Exercise objective:
Report every line below that contains the string "outstretched". Case counts.

Data provided:
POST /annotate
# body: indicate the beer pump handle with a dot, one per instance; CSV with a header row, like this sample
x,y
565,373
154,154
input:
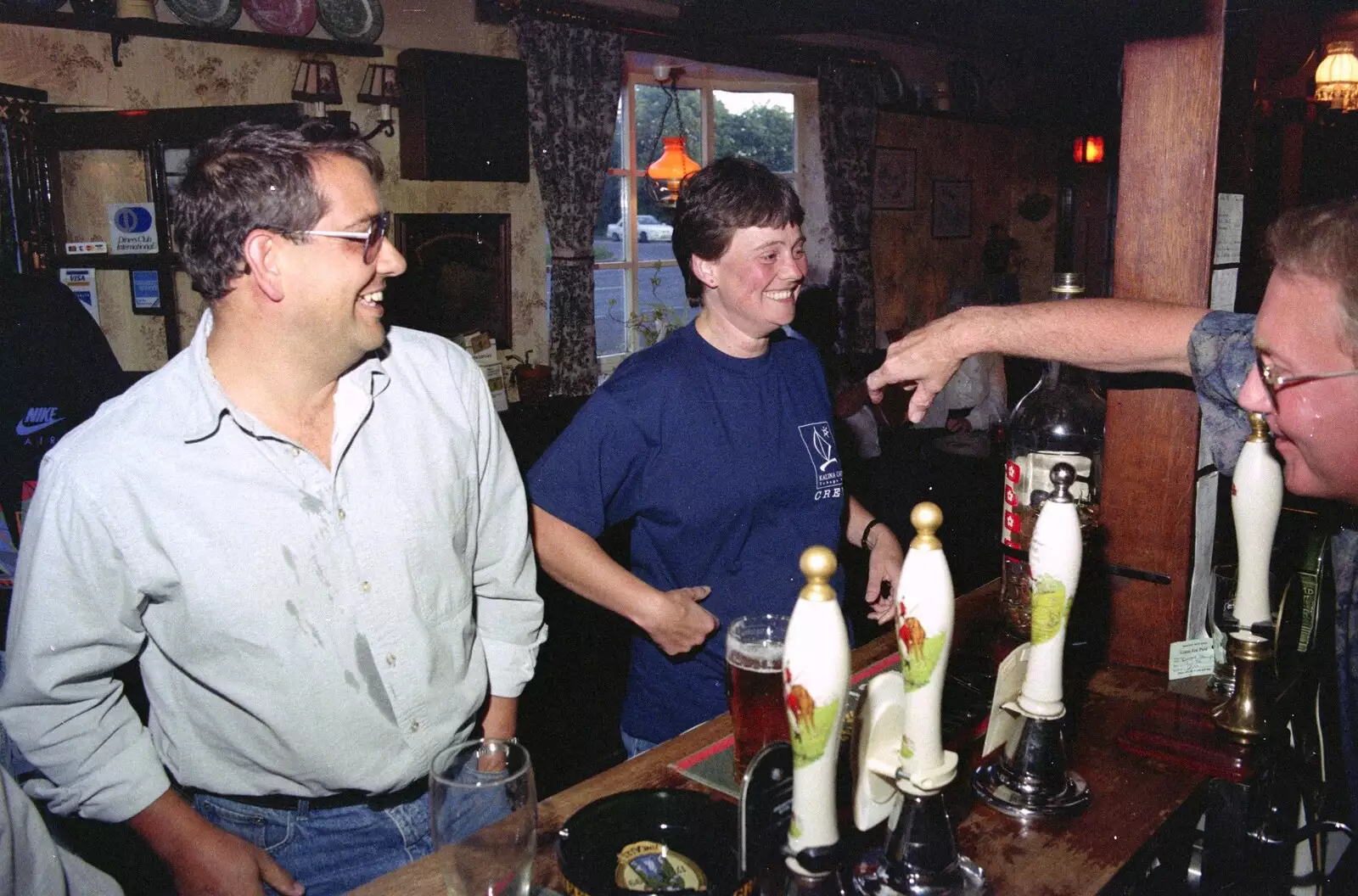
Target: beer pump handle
x,y
923,637
815,683
1255,504
1054,563
900,739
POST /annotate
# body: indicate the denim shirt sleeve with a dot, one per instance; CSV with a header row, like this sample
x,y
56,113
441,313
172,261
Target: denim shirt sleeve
x,y
1221,352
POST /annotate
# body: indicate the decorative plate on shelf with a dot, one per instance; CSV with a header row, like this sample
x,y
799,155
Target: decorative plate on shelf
x,y
207,14
291,18
356,20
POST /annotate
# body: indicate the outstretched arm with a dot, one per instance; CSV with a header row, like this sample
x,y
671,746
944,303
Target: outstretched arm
x,y
1103,334
674,619
884,560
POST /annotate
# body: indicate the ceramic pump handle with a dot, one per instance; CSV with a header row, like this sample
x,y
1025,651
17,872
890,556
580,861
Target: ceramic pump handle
x,y
923,636
815,680
1054,563
1255,504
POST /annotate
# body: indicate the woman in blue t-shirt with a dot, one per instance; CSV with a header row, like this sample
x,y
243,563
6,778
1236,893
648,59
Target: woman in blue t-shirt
x,y
719,445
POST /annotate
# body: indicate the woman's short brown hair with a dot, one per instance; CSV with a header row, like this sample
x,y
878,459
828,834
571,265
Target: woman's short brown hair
x,y
721,199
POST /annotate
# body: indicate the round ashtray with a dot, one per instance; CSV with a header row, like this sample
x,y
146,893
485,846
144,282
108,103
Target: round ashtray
x,y
662,842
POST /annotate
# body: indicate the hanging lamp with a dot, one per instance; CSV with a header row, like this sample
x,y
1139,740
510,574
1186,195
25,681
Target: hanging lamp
x,y
667,173
1337,76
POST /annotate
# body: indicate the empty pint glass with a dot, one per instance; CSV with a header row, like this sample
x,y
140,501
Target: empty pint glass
x,y
754,685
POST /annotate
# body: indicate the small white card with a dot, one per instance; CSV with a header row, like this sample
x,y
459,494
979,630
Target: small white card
x,y
1190,658
81,282
1008,685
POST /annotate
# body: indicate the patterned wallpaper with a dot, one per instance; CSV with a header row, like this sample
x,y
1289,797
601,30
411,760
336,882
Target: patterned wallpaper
x,y
76,70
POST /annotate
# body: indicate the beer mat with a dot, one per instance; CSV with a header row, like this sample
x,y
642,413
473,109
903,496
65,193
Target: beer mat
x,y
966,714
715,764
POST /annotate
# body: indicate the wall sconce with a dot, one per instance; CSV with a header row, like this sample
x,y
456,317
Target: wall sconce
x,y
1088,149
380,90
316,86
667,173
1337,76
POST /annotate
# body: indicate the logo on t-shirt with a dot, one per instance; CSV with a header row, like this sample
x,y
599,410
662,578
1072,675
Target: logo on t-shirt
x,y
37,418
819,440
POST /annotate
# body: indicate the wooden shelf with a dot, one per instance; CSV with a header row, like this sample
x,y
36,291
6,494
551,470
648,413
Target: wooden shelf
x,y
120,31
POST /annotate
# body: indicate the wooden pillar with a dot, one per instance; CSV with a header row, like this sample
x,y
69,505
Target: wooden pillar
x,y
1163,251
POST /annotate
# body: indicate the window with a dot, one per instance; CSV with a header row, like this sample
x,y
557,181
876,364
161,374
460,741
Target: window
x,y
638,289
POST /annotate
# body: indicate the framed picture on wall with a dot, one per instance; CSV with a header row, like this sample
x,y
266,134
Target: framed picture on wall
x,y
457,275
894,180
952,210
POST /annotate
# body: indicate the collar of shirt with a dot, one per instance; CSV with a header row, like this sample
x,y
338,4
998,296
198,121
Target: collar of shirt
x,y
210,404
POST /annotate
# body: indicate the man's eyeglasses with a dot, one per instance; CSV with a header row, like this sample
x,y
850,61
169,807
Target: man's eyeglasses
x,y
1276,384
371,238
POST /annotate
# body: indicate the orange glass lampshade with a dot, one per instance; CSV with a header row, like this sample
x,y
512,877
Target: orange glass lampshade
x,y
671,167
1088,149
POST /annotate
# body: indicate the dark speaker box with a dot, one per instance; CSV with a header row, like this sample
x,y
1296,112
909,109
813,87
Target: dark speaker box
x,y
462,117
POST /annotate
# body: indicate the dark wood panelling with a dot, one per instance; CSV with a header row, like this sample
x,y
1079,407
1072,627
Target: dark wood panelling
x,y
1167,200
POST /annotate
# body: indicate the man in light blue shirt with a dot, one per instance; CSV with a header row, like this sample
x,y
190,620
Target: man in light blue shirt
x,y
311,531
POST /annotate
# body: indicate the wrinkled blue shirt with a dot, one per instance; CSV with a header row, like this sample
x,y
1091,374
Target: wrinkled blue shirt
x,y
1221,352
302,629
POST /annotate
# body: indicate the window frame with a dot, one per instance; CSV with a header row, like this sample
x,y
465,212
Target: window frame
x,y
633,171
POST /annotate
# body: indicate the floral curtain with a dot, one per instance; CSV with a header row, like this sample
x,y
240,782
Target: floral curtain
x,y
575,79
848,131
25,215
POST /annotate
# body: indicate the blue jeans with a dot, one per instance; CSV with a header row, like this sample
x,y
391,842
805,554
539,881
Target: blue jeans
x,y
328,850
635,746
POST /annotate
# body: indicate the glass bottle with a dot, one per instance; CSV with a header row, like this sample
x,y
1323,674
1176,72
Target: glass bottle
x,y
1061,420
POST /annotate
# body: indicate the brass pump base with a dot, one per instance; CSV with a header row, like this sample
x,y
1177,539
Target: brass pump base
x,y
1244,717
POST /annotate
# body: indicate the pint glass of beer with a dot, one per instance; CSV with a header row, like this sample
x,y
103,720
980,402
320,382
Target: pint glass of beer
x,y
754,685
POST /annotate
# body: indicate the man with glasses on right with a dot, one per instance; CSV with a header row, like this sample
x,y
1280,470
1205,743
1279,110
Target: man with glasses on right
x,y
1296,363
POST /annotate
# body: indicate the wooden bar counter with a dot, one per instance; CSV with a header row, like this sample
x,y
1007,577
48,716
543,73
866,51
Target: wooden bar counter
x,y
1131,798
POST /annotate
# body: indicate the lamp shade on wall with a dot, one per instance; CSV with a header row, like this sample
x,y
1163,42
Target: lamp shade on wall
x,y
1088,149
316,86
671,169
1337,76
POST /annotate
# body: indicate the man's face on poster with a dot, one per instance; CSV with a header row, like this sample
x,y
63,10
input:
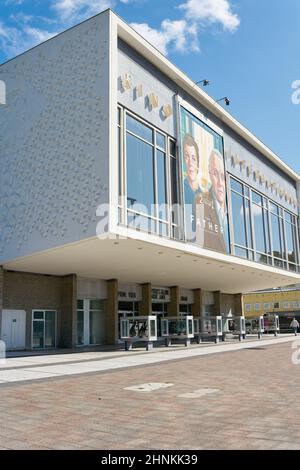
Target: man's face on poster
x,y
217,176
191,162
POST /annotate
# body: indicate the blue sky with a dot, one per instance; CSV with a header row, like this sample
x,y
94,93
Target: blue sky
x,y
249,49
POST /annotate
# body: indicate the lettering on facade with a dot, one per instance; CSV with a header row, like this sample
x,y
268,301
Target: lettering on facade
x,y
126,82
152,98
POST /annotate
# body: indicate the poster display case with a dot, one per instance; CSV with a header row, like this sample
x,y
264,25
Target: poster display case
x,y
234,326
255,326
177,328
208,328
271,324
138,329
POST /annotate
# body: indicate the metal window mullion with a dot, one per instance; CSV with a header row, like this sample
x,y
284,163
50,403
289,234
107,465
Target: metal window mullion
x,y
154,163
252,223
169,187
124,166
271,233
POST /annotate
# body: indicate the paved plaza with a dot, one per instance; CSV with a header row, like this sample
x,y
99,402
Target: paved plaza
x,y
243,398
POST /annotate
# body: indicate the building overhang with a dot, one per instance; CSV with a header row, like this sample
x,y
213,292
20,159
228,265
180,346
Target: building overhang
x,y
138,258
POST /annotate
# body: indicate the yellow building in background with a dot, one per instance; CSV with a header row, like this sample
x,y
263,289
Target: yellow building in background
x,y
283,302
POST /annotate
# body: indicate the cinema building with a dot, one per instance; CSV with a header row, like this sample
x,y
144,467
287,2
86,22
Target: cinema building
x,y
126,189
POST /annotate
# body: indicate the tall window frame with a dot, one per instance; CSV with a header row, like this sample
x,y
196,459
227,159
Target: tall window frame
x,y
158,223
281,248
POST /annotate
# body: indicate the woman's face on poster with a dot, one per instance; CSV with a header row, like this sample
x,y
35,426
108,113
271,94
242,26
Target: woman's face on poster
x,y
191,162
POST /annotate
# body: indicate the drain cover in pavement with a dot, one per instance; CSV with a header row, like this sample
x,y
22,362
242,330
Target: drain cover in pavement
x,y
199,393
150,387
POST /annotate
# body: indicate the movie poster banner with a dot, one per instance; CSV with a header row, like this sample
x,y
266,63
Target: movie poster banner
x,y
204,184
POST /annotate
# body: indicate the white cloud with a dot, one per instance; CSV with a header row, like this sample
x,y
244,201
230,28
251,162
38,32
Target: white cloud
x,y
15,41
70,10
182,35
13,2
211,11
177,35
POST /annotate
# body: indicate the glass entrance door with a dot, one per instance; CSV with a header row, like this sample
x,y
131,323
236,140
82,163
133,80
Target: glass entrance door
x,y
91,322
160,309
43,329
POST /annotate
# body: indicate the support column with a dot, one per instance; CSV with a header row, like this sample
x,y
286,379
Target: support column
x,y
112,312
197,305
173,306
145,306
1,296
217,303
68,312
238,305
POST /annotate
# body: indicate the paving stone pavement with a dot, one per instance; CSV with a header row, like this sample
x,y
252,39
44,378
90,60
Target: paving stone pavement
x,y
255,406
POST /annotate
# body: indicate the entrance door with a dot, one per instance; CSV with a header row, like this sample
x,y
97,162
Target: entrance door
x,y
91,322
160,309
13,328
43,329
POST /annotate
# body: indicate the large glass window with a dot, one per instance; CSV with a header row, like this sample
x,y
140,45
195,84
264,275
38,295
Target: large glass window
x,y
262,230
148,168
238,213
140,175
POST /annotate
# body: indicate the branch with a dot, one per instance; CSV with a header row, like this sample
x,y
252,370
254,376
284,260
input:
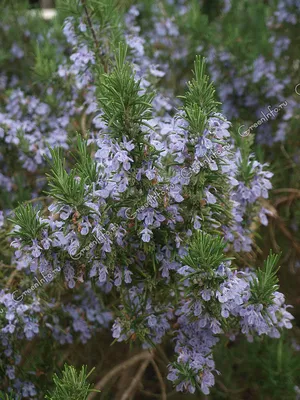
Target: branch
x,y
136,380
145,355
161,381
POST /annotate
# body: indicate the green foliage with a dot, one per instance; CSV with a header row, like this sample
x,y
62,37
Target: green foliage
x,y
65,187
266,281
206,252
10,396
85,164
124,108
45,61
265,369
72,385
199,101
26,217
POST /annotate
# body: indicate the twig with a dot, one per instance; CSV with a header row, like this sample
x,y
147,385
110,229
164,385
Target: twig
x,y
288,190
161,381
11,277
90,24
145,355
136,380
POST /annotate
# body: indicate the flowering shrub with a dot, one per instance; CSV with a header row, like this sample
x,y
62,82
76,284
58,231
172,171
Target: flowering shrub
x,y
143,203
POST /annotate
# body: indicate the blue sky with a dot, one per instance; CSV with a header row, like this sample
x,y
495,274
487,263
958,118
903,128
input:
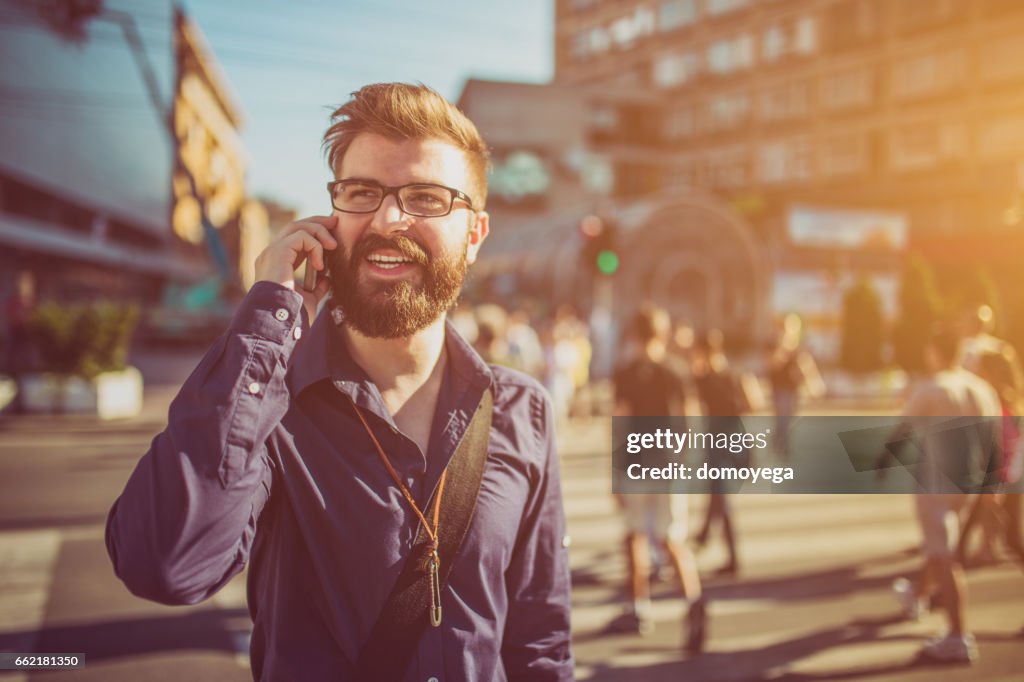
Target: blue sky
x,y
288,62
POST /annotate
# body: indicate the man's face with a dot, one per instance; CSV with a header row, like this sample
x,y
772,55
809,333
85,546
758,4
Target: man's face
x,y
394,273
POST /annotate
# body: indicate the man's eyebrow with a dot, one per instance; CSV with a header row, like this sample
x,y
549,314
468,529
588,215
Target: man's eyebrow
x,y
356,178
370,180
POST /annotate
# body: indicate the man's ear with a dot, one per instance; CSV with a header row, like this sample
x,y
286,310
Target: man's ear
x,y
478,231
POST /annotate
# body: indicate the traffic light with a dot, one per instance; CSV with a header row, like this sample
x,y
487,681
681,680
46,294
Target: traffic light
x,y
600,245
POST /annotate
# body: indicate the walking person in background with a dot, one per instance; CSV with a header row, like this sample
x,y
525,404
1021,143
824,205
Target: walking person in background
x,y
949,461
791,369
647,386
721,395
990,510
17,314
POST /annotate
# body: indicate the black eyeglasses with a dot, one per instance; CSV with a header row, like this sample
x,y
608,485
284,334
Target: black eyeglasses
x,y
422,200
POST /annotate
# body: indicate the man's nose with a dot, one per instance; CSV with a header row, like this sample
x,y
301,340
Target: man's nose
x,y
389,217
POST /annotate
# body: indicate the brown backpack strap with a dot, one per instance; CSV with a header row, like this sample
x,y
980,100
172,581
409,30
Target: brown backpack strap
x,y
386,655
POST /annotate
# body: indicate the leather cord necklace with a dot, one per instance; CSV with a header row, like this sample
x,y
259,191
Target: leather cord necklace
x,y
432,560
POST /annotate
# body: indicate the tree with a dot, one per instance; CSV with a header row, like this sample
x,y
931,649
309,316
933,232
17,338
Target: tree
x,y
860,349
920,308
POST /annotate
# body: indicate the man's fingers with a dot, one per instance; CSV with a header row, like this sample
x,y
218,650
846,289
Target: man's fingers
x,y
318,225
303,245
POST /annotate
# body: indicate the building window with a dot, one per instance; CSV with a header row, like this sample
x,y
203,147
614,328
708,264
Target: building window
x,y
1001,137
1003,58
918,14
929,74
784,102
680,123
850,24
674,14
796,35
680,176
847,89
843,155
784,161
730,54
675,69
922,146
725,112
727,167
627,30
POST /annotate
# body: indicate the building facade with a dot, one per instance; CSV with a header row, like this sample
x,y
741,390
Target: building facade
x,y
907,104
788,146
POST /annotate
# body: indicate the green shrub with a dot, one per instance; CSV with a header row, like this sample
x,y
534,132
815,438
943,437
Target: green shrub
x,y
84,339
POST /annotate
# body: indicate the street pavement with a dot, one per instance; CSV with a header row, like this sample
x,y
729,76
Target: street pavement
x,y
812,601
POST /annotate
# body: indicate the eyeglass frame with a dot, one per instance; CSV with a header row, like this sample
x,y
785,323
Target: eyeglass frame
x,y
394,189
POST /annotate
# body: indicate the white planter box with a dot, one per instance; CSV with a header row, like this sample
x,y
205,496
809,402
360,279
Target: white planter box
x,y
110,395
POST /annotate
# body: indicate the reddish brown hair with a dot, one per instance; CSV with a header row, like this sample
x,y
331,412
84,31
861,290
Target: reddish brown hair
x,y
401,111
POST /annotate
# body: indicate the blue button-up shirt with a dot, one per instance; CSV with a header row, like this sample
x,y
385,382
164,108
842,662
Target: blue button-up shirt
x,y
264,461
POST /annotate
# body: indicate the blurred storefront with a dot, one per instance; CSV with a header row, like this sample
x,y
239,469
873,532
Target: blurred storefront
x,y
902,113
103,108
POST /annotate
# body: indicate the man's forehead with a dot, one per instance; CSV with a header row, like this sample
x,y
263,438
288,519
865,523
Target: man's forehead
x,y
393,161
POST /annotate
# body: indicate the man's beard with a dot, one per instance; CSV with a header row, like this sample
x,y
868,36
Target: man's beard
x,y
397,309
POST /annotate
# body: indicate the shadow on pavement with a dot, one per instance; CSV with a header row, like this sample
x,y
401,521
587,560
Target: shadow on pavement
x,y
201,630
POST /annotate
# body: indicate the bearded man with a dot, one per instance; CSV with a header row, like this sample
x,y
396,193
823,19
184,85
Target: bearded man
x,y
337,460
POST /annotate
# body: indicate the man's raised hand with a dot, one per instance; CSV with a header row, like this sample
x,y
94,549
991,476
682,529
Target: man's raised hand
x,y
303,240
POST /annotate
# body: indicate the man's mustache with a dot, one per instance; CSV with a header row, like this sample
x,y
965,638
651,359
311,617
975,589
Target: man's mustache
x,y
407,247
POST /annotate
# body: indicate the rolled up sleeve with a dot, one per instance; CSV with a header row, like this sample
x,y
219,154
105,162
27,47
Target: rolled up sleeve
x,y
184,523
537,643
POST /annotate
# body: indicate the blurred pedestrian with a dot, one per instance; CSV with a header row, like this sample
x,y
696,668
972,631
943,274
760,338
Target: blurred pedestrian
x,y
524,352
996,510
647,386
947,459
723,401
20,350
791,370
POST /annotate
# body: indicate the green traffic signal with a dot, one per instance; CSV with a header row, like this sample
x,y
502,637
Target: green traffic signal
x,y
607,262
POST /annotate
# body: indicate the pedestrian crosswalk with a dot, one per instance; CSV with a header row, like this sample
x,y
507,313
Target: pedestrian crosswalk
x,y
812,599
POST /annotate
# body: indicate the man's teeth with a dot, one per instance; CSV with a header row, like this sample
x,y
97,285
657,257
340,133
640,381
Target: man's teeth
x,y
388,262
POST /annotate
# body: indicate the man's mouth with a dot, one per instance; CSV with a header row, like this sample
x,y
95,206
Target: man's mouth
x,y
389,262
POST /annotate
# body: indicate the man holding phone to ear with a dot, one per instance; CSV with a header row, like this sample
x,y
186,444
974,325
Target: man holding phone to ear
x,y
396,499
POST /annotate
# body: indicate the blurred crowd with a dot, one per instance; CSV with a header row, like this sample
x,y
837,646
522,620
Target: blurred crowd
x,y
660,367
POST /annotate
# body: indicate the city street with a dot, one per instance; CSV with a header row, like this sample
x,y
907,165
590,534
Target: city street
x,y
812,601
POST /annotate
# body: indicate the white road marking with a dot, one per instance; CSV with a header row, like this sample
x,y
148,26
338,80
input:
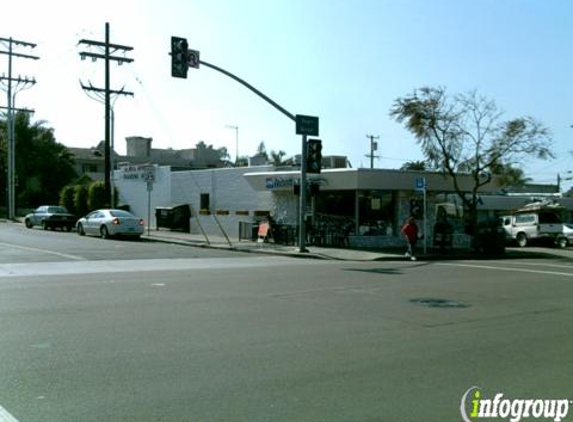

Final result:
# body: indicate the outstretched arm with a dot, one per instance; CSV with a header row, like this sample
Target: outstretched arm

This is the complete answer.